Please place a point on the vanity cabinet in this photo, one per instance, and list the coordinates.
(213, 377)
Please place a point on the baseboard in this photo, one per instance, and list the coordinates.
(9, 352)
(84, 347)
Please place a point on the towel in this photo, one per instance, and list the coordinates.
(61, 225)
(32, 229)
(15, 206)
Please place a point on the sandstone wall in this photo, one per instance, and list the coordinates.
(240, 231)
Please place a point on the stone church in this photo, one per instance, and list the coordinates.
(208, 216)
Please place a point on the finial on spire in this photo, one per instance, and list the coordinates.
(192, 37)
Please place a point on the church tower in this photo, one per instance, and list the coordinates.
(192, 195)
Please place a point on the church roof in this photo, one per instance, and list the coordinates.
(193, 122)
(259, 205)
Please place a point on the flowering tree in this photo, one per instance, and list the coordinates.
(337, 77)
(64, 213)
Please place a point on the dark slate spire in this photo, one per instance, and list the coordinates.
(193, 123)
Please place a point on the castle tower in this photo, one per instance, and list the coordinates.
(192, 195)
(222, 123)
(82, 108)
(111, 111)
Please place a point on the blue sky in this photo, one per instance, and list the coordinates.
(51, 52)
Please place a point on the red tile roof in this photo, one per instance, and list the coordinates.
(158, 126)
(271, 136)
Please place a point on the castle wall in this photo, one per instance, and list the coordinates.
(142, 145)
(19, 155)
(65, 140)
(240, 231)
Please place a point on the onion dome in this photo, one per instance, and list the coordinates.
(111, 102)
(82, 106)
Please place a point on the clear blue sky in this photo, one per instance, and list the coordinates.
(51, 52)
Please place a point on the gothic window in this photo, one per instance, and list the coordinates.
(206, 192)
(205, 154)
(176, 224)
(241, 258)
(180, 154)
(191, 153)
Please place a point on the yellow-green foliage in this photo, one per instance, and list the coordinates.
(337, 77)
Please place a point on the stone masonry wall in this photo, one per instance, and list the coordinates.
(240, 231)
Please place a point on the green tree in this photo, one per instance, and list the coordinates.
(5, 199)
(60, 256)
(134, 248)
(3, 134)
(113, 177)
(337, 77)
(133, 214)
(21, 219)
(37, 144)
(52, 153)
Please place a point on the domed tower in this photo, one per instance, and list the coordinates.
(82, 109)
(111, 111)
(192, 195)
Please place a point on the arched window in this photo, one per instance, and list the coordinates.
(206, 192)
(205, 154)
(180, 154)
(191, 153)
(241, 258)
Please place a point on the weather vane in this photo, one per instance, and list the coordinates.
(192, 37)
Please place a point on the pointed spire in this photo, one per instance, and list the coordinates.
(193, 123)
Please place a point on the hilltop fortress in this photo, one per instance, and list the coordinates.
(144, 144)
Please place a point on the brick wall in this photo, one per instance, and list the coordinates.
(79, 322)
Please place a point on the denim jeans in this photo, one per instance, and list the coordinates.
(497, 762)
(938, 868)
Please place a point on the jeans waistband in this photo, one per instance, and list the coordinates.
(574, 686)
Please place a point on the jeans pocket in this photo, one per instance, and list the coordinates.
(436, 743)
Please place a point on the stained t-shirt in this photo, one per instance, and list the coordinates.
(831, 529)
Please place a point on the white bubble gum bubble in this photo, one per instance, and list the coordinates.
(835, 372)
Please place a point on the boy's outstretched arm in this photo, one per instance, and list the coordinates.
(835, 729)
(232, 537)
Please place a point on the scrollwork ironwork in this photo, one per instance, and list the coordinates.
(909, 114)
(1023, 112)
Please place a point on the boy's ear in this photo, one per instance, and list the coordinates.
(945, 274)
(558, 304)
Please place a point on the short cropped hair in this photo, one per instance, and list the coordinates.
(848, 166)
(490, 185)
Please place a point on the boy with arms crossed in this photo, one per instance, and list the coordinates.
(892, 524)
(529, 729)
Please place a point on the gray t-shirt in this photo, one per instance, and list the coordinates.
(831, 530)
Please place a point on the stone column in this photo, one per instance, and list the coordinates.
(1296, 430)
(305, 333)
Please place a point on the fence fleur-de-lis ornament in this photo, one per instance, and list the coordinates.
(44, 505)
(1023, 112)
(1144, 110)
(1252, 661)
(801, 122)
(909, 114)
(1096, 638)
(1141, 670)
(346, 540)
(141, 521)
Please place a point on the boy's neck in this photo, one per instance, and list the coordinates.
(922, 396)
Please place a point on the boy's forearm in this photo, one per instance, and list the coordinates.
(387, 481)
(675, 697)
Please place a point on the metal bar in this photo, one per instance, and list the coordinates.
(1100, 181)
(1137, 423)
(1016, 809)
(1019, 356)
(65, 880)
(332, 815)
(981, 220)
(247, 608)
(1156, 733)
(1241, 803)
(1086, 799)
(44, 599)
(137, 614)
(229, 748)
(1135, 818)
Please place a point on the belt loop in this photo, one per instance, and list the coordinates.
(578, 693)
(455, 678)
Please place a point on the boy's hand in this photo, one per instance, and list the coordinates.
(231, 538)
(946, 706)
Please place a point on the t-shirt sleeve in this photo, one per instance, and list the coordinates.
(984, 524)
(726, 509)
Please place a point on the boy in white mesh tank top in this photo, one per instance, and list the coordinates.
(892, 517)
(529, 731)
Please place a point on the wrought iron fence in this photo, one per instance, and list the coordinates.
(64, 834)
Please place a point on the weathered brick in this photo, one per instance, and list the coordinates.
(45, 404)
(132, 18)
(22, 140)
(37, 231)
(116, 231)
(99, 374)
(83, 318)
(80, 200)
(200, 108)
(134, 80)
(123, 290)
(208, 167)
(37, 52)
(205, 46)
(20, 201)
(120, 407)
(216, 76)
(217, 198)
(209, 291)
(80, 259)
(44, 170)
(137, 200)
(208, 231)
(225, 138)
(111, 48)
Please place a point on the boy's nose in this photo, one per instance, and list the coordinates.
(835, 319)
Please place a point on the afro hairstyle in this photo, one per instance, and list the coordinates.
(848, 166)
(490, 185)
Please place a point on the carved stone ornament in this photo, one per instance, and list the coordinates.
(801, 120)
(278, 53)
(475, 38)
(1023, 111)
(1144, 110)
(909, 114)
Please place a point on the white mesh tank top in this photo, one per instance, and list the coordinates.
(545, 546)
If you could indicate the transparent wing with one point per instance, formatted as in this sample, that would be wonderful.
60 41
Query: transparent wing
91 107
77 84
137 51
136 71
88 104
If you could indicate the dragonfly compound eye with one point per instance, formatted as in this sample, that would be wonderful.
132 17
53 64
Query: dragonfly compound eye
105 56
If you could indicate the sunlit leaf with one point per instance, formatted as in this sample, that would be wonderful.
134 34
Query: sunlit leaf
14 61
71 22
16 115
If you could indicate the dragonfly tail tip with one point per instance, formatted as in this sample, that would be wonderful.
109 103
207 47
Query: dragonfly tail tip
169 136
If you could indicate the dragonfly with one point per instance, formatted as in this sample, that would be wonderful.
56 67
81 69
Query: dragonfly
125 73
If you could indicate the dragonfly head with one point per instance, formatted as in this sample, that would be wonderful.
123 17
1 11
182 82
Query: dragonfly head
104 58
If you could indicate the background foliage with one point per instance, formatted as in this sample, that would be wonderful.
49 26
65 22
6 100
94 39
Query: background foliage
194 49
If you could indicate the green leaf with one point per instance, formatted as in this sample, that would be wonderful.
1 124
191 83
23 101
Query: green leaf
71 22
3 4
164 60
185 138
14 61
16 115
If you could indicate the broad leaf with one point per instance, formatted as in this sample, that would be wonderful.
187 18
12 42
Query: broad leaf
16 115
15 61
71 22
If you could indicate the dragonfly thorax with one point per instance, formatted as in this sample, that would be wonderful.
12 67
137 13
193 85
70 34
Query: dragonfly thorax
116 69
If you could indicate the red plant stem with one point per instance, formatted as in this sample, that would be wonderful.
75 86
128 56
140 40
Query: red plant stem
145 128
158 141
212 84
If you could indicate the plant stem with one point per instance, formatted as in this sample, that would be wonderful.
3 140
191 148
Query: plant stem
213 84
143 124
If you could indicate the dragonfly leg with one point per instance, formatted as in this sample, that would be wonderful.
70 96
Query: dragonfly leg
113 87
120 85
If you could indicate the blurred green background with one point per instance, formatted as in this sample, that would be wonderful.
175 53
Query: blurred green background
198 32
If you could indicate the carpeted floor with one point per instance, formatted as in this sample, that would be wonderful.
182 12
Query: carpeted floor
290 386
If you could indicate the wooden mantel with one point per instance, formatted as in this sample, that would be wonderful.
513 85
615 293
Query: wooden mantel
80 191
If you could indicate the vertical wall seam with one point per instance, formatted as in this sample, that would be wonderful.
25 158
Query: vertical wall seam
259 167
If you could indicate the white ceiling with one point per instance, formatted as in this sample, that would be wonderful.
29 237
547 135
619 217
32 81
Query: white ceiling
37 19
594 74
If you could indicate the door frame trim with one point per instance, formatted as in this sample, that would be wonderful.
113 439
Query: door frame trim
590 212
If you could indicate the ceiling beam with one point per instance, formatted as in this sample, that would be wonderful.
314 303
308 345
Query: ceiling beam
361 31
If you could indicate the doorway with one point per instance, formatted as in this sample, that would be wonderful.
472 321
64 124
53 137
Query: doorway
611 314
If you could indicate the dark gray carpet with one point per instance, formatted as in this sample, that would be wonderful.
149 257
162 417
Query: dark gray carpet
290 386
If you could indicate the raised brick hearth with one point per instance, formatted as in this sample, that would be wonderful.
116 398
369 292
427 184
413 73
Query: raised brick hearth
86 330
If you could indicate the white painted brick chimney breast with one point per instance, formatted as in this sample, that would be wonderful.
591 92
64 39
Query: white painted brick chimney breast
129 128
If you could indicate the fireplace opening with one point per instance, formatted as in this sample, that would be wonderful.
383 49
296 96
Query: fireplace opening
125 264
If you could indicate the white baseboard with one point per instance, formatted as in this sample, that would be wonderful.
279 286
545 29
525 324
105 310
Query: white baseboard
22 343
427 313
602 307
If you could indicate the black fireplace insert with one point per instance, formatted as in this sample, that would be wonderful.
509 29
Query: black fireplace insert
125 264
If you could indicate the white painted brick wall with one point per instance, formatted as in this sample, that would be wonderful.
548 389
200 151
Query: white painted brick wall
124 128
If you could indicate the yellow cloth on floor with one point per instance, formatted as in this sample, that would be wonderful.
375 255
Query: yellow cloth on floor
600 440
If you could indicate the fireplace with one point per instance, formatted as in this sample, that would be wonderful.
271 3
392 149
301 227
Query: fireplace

Task> One line contains "If you could indicate the fireplace with". Return that line and every later line through the end of the listing above, exactly, and nothing else.

Response>
If you could indicate the fireplace with one point per instance, formatted as in this sample, that would be wonderful.
271 3
392 149
301 227
Query: fireplace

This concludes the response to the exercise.